Reading text START

Rabies or Canine Distemper?
For the past four years, the Animal Health Diagnostic Center has partnered with the New York State Department of Conservation to develop a statewide wildlife health program. The program focuses on wildlife disease surveillance as well as research, staff training and support of policy initiatives. Wildlife cases are regularly submitted to the AHDC for necropsy and diagnostic testing, and epidemiologic data are collected for analysis on each case.
In February of this year, a neurologic raccoon was euthanized and submitted to the AHDC by a wildlife rehabilitator. The rehabilitator described the animal as obtunded and salivating, and rabies was the primary differential diagnosis.
On gross necropsy the animal was given a body condition score of 5/9 (good). The corneas were cloudy. Both the left cranial and left caudal lung lobes were collapsed and slightly firm. A small amount of pulmonary edema fluid was noted in the trachea and bronchi.

Reading text END

Work task 1 = Recast the paragraph of the raccoon case text that begins "On gross necropsy the animal" as a bulleted list of its findings.
Work task 2 = According to the raccoon case text, what was the primary differential diagnosis for the neurologic raccoon?
The material after this point comes from a separate, unrelated source.

Supplied material START

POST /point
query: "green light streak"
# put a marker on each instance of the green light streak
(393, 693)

Supplied material END

Task result 1 =
- Body condition score: 5/9 (good)
- Corneas: cloudy
- Left cranial and left caudal lung lobes: collapsed and slightly firm
- Trachea and bronchi: a small amount of pulmonary edema fluid

Task result 2 = Rabies.